WORK REQUIRED
Reproduce every line of the records below without changing anything.

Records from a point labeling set
☆ ☆ ☆ ☆ ☆
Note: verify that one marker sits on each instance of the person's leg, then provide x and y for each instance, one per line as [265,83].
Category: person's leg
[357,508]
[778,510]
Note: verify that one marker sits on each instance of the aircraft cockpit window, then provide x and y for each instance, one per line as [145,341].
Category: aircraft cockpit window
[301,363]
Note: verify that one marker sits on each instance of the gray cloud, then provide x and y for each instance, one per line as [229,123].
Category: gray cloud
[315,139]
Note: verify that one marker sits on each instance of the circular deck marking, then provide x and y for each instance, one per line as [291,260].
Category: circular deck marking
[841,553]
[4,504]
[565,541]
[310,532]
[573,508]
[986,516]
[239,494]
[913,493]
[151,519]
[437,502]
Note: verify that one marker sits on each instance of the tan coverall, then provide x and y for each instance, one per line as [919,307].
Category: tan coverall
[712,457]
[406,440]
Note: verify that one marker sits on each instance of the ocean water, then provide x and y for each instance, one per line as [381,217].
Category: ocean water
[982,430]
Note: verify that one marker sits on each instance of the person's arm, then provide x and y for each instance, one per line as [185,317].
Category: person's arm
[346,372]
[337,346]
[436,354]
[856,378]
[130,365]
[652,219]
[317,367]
☆ ☆ ☆ ☆ ☆
EXERCISE RESPONSE
Note: verify that one marker sits on each instance of the person's leg, then provide x and y for each instance, one per line as [265,83].
Category: person's leg
[357,508]
[778,510]
Note: verify that one marker sits on each instance of the aircraft cockpit window, then provide x and y for each instance, one per line as [145,341].
Category: aircraft cockpit window
[301,363]
Note: verify that one marker sits on each instance of the gray cloud, then provide x and y for each instance, one per line as [229,123].
Category: gray cloud
[315,139]
Note: verify that one marker sits on each instance of the circular deck marking, then provide x and y for each instance, one per line as [291,260].
Category: circular deck marking
[841,553]
[4,504]
[565,541]
[310,532]
[573,508]
[986,516]
[239,494]
[913,493]
[151,519]
[437,502]
Note: verify that one marker sits on each instance of the tan coverall, then provide x and y for each instance, one per line as [919,307].
Category: tan coverall
[712,457]
[406,440]
Note: verify that one marker sits on each instance of the ocean water, then provide x and y for each instance, one per line as [381,217].
Category: ocean water
[982,430]
Note: verify that one marker sits on each instance of the person's arm, then provide x and y for each instance, one per line as [185,317].
Category: person's arm
[346,372]
[337,346]
[436,354]
[856,378]
[130,365]
[652,219]
[317,367]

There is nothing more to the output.